- Task
Set down, word for word, the lines from the one holding "Target: window mullion" to the final line, both included, and skip the pictures.

(Point annotation records)
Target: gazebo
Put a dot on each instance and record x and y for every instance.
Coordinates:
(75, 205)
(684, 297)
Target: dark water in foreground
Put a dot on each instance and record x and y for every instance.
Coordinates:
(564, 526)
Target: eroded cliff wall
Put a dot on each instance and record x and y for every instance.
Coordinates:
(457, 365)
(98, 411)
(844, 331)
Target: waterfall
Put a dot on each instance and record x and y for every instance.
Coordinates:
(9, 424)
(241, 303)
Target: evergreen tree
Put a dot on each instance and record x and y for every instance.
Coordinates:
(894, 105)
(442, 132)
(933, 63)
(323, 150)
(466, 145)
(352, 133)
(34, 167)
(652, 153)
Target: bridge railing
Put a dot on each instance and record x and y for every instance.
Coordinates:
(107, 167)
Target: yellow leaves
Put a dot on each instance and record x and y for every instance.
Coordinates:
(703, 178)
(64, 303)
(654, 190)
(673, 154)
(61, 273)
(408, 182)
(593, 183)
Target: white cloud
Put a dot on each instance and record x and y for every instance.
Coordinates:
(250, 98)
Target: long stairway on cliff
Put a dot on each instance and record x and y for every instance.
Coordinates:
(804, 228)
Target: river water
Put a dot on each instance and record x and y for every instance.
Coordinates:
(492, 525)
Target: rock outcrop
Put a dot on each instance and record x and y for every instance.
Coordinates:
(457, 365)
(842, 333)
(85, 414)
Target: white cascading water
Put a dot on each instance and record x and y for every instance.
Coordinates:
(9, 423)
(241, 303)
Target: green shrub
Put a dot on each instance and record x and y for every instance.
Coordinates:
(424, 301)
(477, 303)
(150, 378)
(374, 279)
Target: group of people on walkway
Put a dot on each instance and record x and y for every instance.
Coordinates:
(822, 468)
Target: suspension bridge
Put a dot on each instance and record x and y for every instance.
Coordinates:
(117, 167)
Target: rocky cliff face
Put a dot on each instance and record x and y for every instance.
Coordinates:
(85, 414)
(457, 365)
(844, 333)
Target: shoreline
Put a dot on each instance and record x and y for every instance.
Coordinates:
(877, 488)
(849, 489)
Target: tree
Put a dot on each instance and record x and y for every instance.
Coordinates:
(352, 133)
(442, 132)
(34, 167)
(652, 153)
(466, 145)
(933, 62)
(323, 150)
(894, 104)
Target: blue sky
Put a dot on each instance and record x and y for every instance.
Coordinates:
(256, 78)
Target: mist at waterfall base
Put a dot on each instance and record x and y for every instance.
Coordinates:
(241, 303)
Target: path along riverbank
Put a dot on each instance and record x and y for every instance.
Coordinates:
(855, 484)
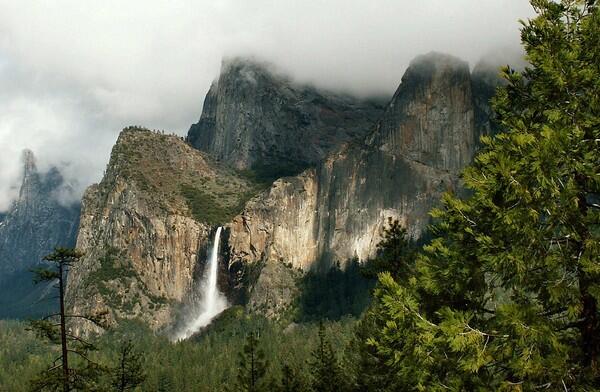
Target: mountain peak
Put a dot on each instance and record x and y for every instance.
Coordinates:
(28, 160)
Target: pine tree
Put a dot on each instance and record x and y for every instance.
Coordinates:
(129, 372)
(252, 366)
(395, 253)
(291, 381)
(66, 373)
(506, 296)
(326, 374)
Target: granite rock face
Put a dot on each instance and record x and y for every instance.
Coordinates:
(256, 118)
(337, 211)
(35, 224)
(146, 226)
(143, 245)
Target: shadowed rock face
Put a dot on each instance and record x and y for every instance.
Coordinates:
(400, 169)
(143, 244)
(254, 118)
(137, 221)
(31, 228)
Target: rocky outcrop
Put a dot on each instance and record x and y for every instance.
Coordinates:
(35, 224)
(142, 238)
(336, 212)
(256, 118)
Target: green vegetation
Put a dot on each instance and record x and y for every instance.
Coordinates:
(113, 278)
(264, 173)
(204, 363)
(72, 369)
(206, 208)
(333, 294)
(505, 297)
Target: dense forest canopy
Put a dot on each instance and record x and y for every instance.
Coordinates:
(504, 296)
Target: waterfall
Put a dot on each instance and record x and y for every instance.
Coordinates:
(211, 300)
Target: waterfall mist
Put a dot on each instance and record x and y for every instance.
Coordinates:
(208, 300)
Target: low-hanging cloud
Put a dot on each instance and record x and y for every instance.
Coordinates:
(73, 73)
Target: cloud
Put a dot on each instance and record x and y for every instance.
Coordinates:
(73, 73)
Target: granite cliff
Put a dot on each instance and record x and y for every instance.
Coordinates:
(35, 223)
(144, 228)
(336, 211)
(254, 117)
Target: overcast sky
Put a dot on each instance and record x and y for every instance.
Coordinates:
(73, 73)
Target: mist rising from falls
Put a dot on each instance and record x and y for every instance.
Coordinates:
(210, 301)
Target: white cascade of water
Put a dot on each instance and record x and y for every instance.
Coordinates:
(212, 301)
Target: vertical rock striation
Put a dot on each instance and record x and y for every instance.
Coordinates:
(139, 231)
(400, 169)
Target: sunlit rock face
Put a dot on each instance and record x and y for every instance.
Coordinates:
(36, 222)
(142, 245)
(254, 117)
(400, 169)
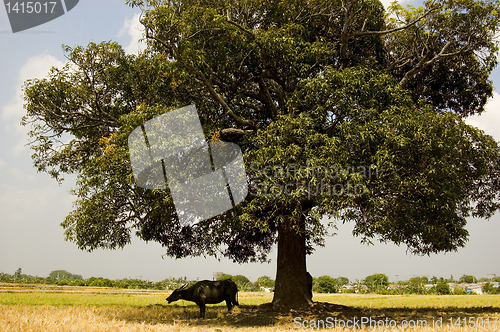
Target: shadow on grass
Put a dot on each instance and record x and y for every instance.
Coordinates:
(242, 316)
(265, 315)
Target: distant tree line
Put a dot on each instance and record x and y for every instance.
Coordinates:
(376, 283)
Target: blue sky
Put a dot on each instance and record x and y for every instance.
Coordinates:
(32, 205)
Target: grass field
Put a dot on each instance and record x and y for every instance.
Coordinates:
(53, 308)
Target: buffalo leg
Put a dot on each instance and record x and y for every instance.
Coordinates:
(202, 310)
(229, 305)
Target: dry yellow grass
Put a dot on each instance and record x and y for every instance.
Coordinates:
(42, 308)
(90, 319)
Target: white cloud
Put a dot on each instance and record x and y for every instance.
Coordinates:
(134, 29)
(18, 174)
(35, 67)
(489, 120)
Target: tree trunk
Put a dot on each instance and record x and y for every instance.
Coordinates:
(293, 283)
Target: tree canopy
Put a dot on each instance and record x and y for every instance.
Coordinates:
(342, 110)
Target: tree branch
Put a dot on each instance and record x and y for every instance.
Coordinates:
(384, 32)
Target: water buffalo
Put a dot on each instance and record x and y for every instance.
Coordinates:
(208, 292)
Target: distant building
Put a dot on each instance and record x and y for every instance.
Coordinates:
(217, 275)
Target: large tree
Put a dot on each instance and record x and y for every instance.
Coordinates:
(342, 110)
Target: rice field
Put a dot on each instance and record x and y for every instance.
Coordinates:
(64, 308)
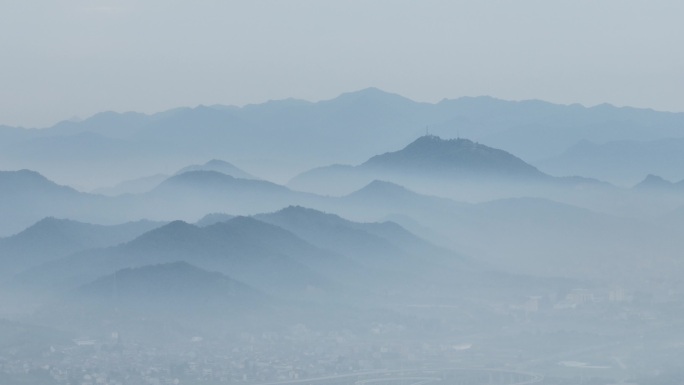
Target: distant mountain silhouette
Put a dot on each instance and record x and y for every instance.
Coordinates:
(454, 157)
(27, 197)
(347, 129)
(195, 193)
(655, 183)
(427, 159)
(133, 186)
(620, 161)
(176, 287)
(219, 166)
(52, 238)
(214, 218)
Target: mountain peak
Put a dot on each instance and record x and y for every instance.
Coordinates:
(432, 154)
(652, 182)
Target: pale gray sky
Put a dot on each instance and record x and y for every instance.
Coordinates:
(76, 58)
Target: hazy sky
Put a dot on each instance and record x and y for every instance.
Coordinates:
(75, 58)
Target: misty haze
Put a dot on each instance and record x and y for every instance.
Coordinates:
(293, 192)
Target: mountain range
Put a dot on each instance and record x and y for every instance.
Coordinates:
(268, 137)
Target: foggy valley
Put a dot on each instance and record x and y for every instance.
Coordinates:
(390, 254)
(302, 192)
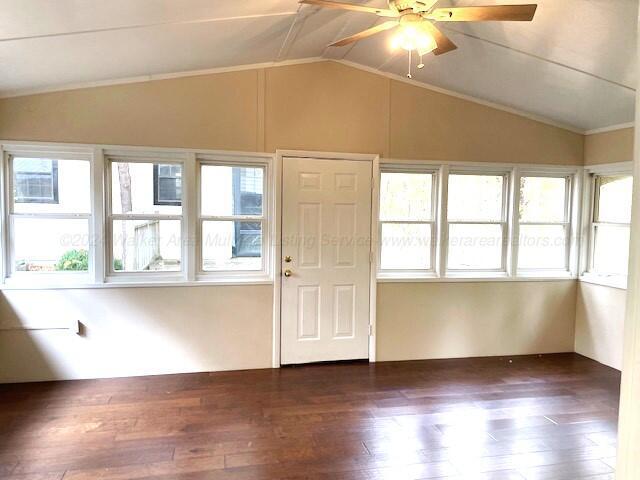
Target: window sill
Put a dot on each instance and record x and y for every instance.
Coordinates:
(474, 279)
(30, 285)
(613, 281)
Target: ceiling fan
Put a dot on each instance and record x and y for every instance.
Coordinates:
(415, 22)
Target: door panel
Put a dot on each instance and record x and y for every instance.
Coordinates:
(326, 225)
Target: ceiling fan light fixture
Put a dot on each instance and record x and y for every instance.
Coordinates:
(411, 37)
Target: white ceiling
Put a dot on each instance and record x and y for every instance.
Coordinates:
(574, 64)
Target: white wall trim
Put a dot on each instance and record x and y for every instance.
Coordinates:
(612, 128)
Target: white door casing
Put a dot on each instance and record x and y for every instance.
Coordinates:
(326, 226)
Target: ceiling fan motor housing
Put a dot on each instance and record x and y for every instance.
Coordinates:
(402, 5)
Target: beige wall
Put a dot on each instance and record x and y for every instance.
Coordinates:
(600, 323)
(609, 147)
(443, 320)
(600, 309)
(134, 331)
(323, 106)
(431, 125)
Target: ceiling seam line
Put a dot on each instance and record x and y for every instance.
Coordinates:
(533, 55)
(144, 25)
(296, 18)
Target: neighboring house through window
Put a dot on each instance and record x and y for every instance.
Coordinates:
(36, 180)
(167, 184)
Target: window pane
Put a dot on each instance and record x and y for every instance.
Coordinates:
(405, 196)
(51, 186)
(51, 244)
(405, 246)
(168, 184)
(542, 246)
(133, 187)
(615, 193)
(611, 250)
(542, 199)
(231, 246)
(147, 245)
(475, 247)
(226, 191)
(475, 197)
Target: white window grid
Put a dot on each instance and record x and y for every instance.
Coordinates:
(263, 219)
(503, 221)
(566, 223)
(595, 222)
(433, 222)
(9, 259)
(111, 218)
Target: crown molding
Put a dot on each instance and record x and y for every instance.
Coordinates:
(611, 128)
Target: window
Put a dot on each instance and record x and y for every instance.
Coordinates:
(146, 235)
(231, 218)
(544, 222)
(167, 184)
(49, 214)
(35, 180)
(407, 221)
(476, 221)
(610, 225)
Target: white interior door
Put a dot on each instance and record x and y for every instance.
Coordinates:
(326, 228)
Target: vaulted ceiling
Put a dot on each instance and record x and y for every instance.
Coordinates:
(574, 64)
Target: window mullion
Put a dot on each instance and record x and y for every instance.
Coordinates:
(190, 241)
(443, 226)
(514, 224)
(96, 229)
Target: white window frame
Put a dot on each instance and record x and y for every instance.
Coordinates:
(590, 176)
(510, 223)
(264, 219)
(503, 222)
(416, 272)
(567, 224)
(131, 276)
(9, 274)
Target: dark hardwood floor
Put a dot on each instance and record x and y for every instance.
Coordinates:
(551, 417)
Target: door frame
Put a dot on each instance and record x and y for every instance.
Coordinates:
(374, 159)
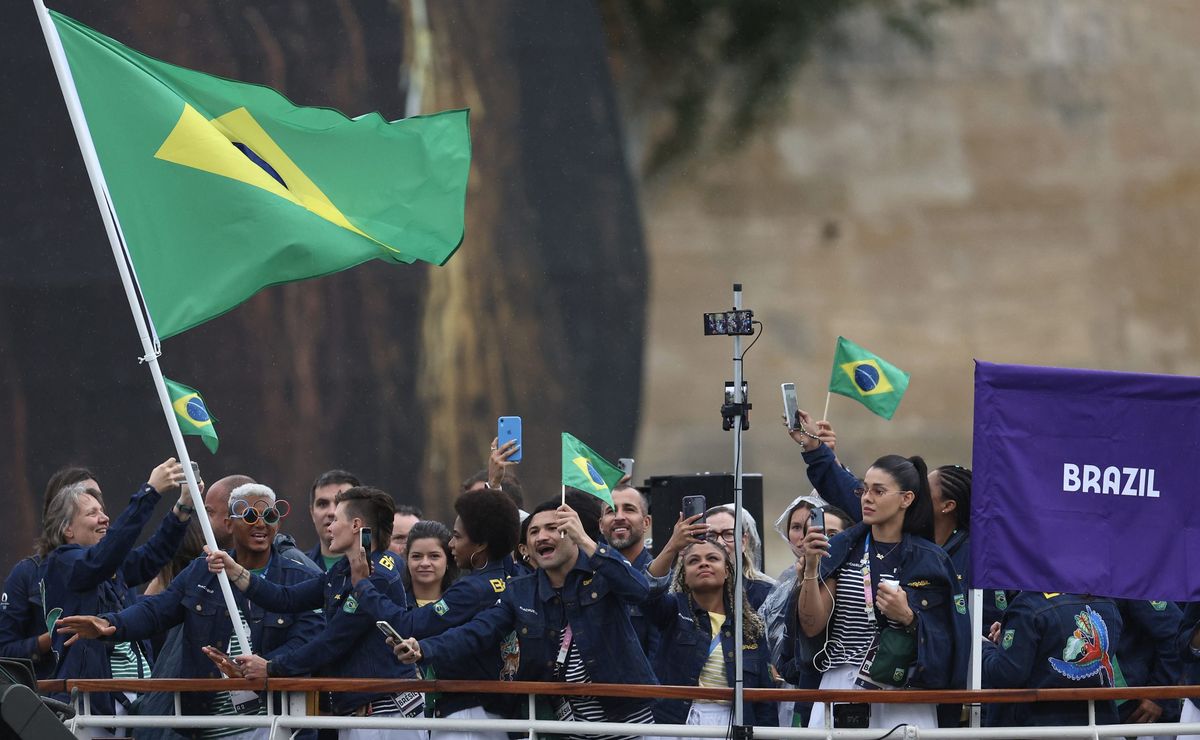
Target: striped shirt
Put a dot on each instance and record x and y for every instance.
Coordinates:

- Exercise output
Target: window mullion
Put a dot on each instance and record x and y for every instance.
Coordinates:
(190, 241)
(443, 226)
(514, 224)
(96, 229)
Target: white window frame
Put a dot on each instance and record x and y for every instance.
Coordinates:
(590, 176)
(510, 223)
(264, 219)
(503, 222)
(416, 272)
(567, 224)
(131, 276)
(9, 274)
Target: dark hardwood floor
Put a dot on each instance and record x and y for every instance.
Coordinates:
(551, 417)
Target: door frame
Put a dot on each instance and record x and y for every instance.
Coordinates:
(374, 159)
Target: striped shirt
Put a dot on each instance and record x and y for every instance.
Coordinates:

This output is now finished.